## [Tujuan]
Tolong salin persis baris-baris daftar di bawah, dari baris yang memuat "form (669, 1011)." sampai baris yang memuat "(153, 1066)", termasuk kedua baris itu. Gambar tidak usah dimasukkan ke dalam jawaban.

## [Bahan yang Diberikan]

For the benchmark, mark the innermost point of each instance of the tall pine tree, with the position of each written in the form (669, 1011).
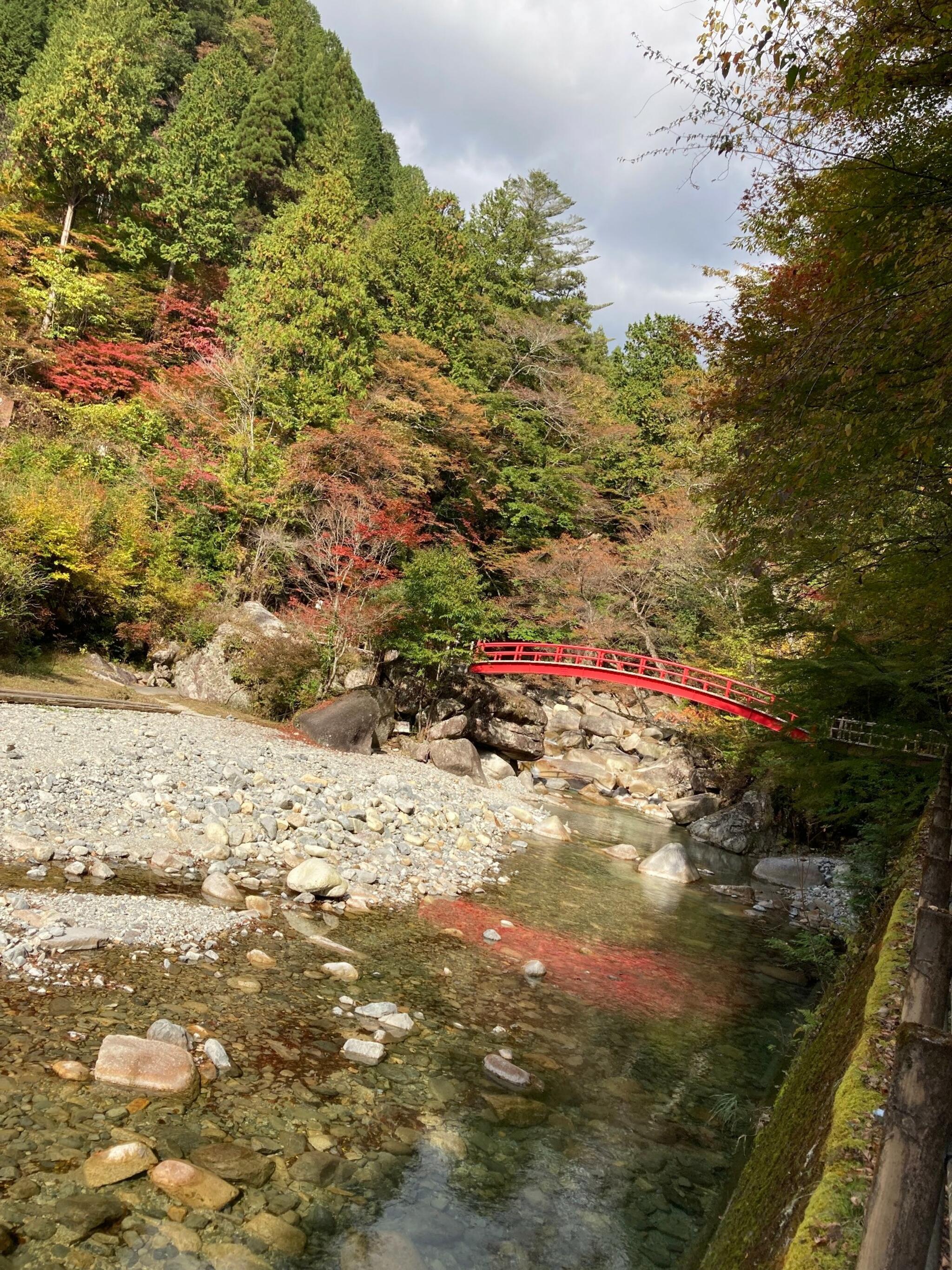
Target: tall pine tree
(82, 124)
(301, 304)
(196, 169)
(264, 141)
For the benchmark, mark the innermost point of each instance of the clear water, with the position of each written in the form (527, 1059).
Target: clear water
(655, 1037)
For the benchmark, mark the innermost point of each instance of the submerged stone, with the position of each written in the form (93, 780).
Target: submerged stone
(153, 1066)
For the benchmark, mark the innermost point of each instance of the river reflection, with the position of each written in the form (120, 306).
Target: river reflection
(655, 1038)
==
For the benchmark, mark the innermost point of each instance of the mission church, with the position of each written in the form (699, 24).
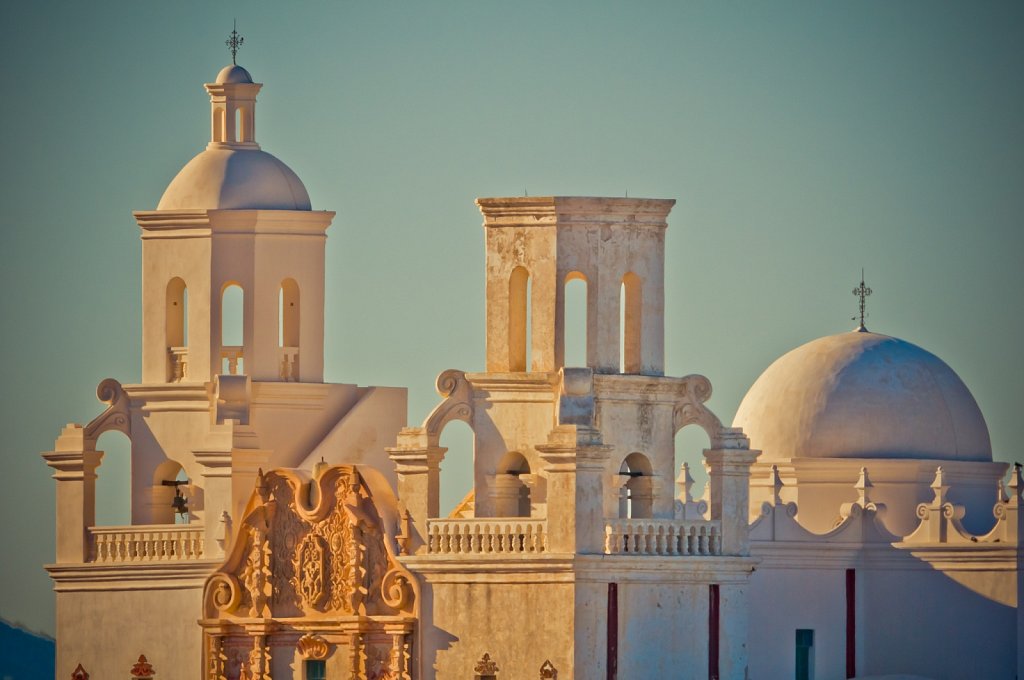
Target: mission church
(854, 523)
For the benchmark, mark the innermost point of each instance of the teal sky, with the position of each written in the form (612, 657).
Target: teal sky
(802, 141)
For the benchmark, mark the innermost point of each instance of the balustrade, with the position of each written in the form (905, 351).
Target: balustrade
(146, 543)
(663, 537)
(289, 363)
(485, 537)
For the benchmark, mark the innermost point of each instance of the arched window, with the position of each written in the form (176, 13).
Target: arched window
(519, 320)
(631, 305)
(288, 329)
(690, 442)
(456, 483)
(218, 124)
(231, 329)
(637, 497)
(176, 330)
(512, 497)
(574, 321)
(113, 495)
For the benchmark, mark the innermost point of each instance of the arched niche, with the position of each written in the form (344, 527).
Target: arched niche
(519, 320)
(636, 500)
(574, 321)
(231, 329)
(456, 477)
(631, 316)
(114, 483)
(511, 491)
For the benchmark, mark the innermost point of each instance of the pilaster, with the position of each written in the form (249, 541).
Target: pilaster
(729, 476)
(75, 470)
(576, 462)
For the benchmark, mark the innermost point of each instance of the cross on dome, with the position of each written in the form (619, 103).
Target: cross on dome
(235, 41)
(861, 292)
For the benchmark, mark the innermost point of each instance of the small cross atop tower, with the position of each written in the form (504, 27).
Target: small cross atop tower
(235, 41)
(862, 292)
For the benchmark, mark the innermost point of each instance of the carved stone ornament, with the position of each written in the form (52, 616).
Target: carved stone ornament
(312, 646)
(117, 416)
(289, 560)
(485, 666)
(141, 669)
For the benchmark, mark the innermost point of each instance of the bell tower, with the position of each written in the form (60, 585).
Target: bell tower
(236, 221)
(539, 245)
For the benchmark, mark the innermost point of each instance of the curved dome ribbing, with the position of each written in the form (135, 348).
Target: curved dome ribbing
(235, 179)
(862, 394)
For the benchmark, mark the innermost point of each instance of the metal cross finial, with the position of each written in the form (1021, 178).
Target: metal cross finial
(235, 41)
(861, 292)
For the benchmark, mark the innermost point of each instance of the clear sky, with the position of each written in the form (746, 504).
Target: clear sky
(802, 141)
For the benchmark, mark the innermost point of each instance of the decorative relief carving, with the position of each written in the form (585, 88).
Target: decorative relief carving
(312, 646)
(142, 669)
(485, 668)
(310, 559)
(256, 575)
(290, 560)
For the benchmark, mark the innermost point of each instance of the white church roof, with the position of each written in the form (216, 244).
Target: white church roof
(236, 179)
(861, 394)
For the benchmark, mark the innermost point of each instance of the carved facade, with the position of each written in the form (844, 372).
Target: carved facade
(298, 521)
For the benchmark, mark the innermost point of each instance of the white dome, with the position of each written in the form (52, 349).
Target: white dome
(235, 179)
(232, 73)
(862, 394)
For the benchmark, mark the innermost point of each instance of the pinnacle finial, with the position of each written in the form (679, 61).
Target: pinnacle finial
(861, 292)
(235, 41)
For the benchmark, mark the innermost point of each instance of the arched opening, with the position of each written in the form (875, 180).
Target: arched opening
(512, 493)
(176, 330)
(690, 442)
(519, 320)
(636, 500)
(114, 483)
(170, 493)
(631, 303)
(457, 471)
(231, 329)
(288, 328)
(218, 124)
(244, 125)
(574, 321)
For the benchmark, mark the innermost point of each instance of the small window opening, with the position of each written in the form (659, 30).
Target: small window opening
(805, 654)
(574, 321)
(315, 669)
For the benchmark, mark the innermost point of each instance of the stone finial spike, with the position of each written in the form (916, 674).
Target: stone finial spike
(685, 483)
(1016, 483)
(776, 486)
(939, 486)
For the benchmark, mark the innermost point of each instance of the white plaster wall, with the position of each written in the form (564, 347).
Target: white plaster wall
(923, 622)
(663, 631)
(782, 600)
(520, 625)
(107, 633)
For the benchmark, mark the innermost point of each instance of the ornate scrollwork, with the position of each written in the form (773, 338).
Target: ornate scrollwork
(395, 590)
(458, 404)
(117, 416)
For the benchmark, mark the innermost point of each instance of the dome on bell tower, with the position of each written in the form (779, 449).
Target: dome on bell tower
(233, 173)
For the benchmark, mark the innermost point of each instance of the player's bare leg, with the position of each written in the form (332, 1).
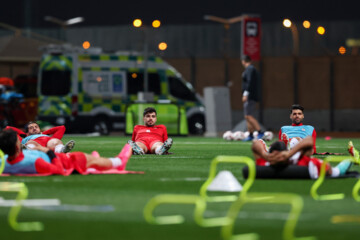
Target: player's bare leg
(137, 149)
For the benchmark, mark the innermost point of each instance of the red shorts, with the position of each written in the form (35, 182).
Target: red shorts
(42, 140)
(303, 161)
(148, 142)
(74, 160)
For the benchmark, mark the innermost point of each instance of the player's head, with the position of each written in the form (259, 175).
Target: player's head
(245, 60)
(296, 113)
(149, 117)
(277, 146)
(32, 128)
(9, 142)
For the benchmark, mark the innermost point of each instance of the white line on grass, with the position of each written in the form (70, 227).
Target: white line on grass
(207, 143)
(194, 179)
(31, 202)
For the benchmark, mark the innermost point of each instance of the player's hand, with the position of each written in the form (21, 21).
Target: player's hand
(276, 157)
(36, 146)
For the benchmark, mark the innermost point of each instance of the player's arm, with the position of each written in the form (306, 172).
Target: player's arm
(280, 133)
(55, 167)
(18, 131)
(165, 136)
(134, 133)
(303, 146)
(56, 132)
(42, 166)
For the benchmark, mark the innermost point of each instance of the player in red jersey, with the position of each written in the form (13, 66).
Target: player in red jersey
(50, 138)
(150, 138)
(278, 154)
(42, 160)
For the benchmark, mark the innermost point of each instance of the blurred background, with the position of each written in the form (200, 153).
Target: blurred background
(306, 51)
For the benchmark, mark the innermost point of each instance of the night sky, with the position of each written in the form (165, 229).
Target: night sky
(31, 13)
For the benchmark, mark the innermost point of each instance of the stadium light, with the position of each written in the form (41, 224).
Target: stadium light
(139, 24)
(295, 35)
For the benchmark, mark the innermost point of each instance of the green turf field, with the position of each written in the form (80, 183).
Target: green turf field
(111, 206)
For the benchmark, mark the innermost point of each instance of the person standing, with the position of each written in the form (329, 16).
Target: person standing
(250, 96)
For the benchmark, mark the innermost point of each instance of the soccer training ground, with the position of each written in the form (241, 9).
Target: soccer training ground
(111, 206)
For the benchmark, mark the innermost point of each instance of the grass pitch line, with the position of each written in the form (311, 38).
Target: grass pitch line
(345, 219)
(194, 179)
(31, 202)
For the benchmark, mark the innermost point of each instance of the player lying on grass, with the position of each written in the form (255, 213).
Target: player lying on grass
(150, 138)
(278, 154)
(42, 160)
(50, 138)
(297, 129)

## [Jawaban Soal Ini]
For the benchmark, mark the innermost point of each instance of the tall pine tree, with the position of each written in the form (669, 1011).
Target: tall pine tree
(82, 124)
(301, 304)
(196, 169)
(264, 141)
For the benchmark, mark the innermost point of each instance of the clear water, with the position of each written in the form (527, 1059).
Target: clear water
(655, 1037)
For the benchmark, mark the innermost point of each instance of the submerged stone, with the position of each written in the form (93, 780).
Target: submerged stone
(153, 1066)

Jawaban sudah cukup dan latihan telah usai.